(Point-based annotation data)
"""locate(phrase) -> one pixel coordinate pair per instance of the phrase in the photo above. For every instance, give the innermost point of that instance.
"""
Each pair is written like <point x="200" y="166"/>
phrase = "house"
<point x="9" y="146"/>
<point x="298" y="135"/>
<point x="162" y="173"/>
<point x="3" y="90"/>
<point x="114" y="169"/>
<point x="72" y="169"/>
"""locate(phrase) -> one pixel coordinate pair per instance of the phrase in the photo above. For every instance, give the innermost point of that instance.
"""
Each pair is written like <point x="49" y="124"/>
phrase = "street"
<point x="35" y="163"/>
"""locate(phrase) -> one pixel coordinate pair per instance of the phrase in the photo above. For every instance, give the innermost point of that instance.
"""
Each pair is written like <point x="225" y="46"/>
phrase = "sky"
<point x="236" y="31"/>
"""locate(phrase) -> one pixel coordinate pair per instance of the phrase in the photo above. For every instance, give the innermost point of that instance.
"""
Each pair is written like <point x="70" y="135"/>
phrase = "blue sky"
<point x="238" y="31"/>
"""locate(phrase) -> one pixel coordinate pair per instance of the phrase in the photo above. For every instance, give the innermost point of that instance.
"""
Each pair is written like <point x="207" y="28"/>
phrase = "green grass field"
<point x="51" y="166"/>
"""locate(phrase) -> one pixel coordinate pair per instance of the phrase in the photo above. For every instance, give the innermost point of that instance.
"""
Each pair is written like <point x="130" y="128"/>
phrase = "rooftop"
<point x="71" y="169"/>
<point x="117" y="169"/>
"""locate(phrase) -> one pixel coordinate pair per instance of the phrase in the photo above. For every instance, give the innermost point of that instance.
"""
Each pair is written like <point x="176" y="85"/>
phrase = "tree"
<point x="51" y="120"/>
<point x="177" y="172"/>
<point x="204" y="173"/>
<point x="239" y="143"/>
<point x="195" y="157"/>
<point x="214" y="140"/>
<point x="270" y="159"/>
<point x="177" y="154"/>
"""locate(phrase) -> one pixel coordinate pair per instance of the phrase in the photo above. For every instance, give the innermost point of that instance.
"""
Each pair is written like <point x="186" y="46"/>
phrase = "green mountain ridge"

> **EXERCISE OBJECTIVE**
From the data above, pull out every line that contains the word "Each". Uppercase and lowercase letters must match exactly.

> **RIGHT ANSWER**
Each pair is written like <point x="200" y="166"/>
Each pair is written like <point x="49" y="124"/>
Each pair is written like <point x="225" y="46"/>
Each pair is written like <point x="70" y="135"/>
Each pair is written like <point x="207" y="28"/>
Each pair is written like <point x="130" y="128"/>
Each pair is written like <point x="176" y="85"/>
Each pair is written like <point x="186" y="46"/>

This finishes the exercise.